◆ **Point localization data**
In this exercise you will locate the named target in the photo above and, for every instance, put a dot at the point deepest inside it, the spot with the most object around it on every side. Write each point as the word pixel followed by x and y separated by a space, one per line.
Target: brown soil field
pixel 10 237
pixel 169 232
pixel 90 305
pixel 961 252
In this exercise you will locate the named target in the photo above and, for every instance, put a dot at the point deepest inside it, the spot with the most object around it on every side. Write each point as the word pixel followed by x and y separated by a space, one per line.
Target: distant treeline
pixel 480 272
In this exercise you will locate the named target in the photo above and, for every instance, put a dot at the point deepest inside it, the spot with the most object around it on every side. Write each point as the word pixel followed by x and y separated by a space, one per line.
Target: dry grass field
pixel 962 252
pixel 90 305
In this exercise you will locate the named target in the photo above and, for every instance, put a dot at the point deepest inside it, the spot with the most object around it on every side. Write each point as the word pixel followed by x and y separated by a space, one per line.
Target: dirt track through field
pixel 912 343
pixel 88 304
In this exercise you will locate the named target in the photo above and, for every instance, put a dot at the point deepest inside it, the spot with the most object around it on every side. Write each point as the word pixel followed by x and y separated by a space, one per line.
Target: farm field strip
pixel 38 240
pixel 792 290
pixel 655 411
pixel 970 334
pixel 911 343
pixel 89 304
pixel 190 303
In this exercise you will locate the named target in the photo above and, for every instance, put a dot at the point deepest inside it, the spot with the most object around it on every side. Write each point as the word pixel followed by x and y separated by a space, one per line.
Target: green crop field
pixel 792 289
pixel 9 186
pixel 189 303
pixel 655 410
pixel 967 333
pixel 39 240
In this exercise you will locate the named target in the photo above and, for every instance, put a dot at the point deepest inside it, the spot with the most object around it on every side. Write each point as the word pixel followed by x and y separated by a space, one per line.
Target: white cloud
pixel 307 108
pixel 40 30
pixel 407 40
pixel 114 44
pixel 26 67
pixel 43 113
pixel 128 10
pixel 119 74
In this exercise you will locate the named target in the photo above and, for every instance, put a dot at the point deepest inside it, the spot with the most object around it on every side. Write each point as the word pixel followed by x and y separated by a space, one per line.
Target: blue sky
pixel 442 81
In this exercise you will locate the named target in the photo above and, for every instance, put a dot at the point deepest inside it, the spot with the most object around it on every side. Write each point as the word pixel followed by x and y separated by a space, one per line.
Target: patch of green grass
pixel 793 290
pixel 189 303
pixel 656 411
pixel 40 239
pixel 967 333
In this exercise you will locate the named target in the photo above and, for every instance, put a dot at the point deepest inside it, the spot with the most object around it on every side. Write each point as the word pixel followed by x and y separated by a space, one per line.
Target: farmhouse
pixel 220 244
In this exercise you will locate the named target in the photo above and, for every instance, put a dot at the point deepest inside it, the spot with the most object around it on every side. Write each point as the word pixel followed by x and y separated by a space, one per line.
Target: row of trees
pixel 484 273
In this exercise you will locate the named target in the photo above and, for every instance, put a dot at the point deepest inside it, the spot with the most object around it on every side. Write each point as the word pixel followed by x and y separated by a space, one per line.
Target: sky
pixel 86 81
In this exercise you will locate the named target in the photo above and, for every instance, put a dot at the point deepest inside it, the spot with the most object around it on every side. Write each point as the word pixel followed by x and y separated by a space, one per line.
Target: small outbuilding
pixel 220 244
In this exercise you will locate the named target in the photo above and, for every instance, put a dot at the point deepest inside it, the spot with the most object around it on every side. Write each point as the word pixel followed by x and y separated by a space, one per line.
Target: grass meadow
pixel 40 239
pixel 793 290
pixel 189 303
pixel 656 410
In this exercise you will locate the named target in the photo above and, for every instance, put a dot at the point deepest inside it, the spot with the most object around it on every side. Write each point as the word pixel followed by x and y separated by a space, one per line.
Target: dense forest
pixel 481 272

◆ **Aim of the task**
The reply must repeat all of the records precisely.

◆ **The answer**
In this exercise you will locate the named target in the photo above and, for every instance, put a dot at the point deepest inside it, the spot with the most object around it on every side. Write each point as the word pixel followed by x and y separated by a space, one per line.
Target: brown soil field
pixel 10 237
pixel 169 232
pixel 90 305
pixel 961 252
In this exercise you will locate the named target in the photo above and, for every instance, put a dot at the point deepest inside it, the spot with the most object around it on every side. Write each point as the word pixel followed by x and y separated by a space, one per line.
Target: distant treeline
pixel 480 272
In this exercise you will locate the named target in the photo above and, for every instance, put a dot at the point deepest inside it, the spot with the most object around it on every side. Write each point as the word pixel followed by x and y separated by a space, one per line.
Target: dry grass field
pixel 962 252
pixel 90 305
In this exercise you will locate the named target in the photo above and, for every instance, put a dot at the point deepest inside it, the spot with the most object around it on every side. Write each point as the word pixel followed by x and y separated by a space, one per line.
Target: dirt track through field
pixel 912 343
pixel 88 304
In this exercise you will locate the named target in the photo above and, for every instance, put a dot at the point deepest inside it, the spot with the most object around it on every side. Write each point as the word pixel followed by x and y separated by a space, one per line.
Target: farm field strip
pixel 38 240
pixel 792 290
pixel 655 411
pixel 970 334
pixel 911 343
pixel 89 304
pixel 190 303
In this exercise you will locate the named target in the photo above and, for every instance, put a dot at the point deepest inside it, the spot with the most object around it on every side. Write each point as the word pixel followed by x and y separated by a space, one per line.
Target: green crop field
pixel 792 289
pixel 9 186
pixel 189 303
pixel 655 410
pixel 967 333
pixel 39 240
In this exercise you will locate the named target in the photo above and, for every instance, put a dot at the point deepest inside it, the spot with the most object around it on every side. Write each point as the word pixel followed by x and y separated by a space, one per line.
Target: white cloud
pixel 307 108
pixel 40 30
pixel 407 40
pixel 114 44
pixel 26 67
pixel 43 113
pixel 128 10
pixel 119 74
In this exercise you will locate the named target in the photo above and, for every instance, put a dot at the point deepest inside it, the spot with the most object around it on every side. Write each point as the word pixel followed by x and y separated by a space, one per line.
Target: blue sky
pixel 442 81
In this exercise you will locate the named target in the photo above and, for every instance, put a dot at the point deepest inside it, the spot with the most object around it on every side. Write each point as the word pixel followed by x and y separated by a space, one per line.
Target: patch of green grass
pixel 793 290
pixel 189 303
pixel 656 411
pixel 40 239
pixel 967 333
In this exercise you will locate the named target in the photo above and, for every instance, put a dot at the point deepest inside it, the spot with the most object around it on every side. Write each point as the word pixel followed by x and y separated by a space, one per line.
Target: farmhouse
pixel 220 244
In this exercise you will locate the named target in the photo above and, for every instance, put a dot at the point deepest inside it, the spot with the most object around it on every side. Write each point as the word pixel followed by x and y separated by a space, one per line.
Target: row of trees
pixel 484 273
In this exercise you will locate the named target in the photo above and, for every instance, put a dot at the point deepest inside it, the spot with the most object around it on every side. Write each point as the word pixel followed by x and y separated by a space, one per line.
Target: sky
pixel 86 81
In this exercise you will locate the named target in the photo above and, for every instance, put a dot at the point deepest inside it, the spot with the most object around it on every side. Write each point as the word pixel followed by x and y separated by a space, one per line.
Target: small outbuilding
pixel 220 244
In this exercise you will locate the named target in the photo above and, for every instance, put a dot at the point deepest inside it, the spot with the most object around it on every side. Write each point as the word pixel followed by x and y separated by a space, one per line.
Target: grass meadow
pixel 40 239
pixel 793 290
pixel 189 303
pixel 656 410
In this exercise you will locate the named target in the photo above and, for every instance, put a dot at the point deepest inside it, the spot with the most object around it on every side. Write each point as the word pixel followed by x and y separated by a space, one per line.
Target: dense forest
pixel 481 272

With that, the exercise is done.